What you need to do -
In the excerpt about Project Zero's sailboat, why did the team drop the double glazing used in houses?

Source extract -
▬▬▬▬▬▬▬▬▬▬

Project Zero pushed forward with a few other ideas. One was putting the entire water system under vacuum, but this didn’t have any impact. The other attempt was using distilled water — a substance containing nothing but water — in an attempt to remove any signs of life.
“We added glycerin … into a container and put it outside in the sun,” Van Someren says, “three days later there were flakes of fungi growing.”
They decided to stop this avenue of inquiry. With more time, it could’ve been possible to overcome, but, in this instance, life won out.
The next thing the team tried was the sort of double glazing used in houses, but this was too heavy for the sailboat. After this, the Zero team tried using a technical silicon rubber, specifically a type used for lighting.
This, Van Someren says, performed impressively. “It’s very, very transparent, the surface doesn’t reflect a lot,” and “it resists ultraviolet radiation,” meaning it doesn’t easily turn yellow, which can block the light over time.
It seemed like a perfect solution. And it very nearly was, until the issue of adhesion reared its head.
While the technical silicon rubber itself is an excellent solution, the team experienced a problem when attaching it to the aluminium of the boat — a material that is vital for the construction of the sailboat.

▬▬▬▬▬▬▬▬▬▬

Excerpted data -
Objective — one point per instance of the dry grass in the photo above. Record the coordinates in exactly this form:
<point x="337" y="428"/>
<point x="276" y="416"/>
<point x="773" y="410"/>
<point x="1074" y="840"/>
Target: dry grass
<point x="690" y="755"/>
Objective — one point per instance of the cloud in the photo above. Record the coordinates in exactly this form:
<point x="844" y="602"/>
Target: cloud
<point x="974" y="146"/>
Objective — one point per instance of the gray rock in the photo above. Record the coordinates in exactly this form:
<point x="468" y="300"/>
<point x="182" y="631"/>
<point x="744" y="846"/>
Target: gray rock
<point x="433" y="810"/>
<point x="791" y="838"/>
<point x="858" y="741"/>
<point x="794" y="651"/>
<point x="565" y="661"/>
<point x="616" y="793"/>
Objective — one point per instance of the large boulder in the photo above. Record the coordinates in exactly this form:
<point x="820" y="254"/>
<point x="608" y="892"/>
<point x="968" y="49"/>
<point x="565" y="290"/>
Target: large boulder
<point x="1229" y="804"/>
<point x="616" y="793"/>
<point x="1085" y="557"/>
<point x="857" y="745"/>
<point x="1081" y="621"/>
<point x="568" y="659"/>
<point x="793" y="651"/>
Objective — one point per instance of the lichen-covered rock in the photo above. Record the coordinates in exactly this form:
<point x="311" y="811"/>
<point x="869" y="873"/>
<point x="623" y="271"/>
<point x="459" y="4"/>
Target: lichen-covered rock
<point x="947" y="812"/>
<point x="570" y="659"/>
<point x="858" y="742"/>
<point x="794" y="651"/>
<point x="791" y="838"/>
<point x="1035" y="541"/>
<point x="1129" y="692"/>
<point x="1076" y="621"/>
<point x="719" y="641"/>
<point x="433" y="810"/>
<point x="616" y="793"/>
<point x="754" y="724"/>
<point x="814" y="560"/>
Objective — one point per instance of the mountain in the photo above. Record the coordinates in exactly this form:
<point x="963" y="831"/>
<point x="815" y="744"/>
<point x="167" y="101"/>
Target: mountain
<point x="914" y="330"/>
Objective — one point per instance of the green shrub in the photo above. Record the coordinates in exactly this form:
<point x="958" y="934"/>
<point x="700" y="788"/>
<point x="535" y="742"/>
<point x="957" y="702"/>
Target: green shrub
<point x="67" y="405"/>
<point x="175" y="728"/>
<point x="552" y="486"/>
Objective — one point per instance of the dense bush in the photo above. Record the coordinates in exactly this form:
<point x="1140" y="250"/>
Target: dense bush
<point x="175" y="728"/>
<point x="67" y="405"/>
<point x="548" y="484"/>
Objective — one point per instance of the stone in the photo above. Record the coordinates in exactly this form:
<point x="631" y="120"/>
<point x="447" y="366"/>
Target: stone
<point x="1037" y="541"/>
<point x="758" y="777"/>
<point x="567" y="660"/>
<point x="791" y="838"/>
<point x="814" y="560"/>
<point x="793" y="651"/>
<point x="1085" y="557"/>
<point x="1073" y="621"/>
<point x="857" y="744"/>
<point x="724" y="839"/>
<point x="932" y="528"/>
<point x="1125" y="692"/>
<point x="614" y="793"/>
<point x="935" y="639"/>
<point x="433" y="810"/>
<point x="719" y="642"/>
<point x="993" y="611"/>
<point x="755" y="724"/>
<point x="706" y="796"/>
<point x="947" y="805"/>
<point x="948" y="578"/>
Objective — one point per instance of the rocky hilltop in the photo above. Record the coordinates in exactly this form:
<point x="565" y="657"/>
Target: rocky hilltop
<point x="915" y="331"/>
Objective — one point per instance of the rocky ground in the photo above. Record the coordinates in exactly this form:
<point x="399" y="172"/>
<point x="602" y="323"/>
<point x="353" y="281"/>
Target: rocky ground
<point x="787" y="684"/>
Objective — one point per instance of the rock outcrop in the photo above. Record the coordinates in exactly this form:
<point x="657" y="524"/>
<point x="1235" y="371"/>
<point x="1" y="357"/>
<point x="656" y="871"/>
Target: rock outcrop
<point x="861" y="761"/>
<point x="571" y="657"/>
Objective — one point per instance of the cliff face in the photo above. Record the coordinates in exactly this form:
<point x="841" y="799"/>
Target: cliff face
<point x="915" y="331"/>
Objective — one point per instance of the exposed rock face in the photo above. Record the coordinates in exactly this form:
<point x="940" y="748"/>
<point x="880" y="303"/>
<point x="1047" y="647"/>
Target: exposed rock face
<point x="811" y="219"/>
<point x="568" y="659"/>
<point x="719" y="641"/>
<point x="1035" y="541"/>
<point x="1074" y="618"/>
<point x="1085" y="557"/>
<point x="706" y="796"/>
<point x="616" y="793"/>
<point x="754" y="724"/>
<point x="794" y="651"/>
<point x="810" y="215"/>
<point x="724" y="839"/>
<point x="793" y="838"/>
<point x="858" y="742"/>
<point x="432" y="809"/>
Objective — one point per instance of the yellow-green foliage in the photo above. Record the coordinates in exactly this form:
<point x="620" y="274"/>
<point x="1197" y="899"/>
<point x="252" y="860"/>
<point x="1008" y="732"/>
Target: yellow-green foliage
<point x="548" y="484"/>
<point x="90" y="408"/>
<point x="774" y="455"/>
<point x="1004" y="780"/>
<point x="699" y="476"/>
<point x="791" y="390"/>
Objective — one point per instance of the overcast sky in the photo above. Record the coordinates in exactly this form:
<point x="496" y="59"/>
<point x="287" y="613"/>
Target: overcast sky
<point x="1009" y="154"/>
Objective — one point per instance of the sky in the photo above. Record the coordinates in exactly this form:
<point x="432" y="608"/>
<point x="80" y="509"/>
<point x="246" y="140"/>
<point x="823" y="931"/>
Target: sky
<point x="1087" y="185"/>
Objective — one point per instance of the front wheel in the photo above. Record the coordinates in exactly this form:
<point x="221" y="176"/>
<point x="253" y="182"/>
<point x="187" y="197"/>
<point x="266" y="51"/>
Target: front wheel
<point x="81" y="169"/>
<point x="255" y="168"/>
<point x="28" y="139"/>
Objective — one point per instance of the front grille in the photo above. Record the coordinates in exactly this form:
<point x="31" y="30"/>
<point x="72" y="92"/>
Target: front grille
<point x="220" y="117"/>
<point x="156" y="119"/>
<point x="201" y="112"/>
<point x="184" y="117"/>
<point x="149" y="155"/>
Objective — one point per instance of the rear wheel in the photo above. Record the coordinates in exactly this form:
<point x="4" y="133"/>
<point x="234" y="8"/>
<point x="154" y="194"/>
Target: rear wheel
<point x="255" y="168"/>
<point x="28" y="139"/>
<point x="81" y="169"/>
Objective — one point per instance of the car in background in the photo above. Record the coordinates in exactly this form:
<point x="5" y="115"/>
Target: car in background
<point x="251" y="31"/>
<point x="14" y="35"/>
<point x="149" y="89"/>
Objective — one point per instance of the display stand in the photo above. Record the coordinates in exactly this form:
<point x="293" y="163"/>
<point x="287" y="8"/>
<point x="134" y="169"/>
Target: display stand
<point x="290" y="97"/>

▬▬▬▬▬▬▬▬▬▬

Task answer -
It was too heavy for the sailboat.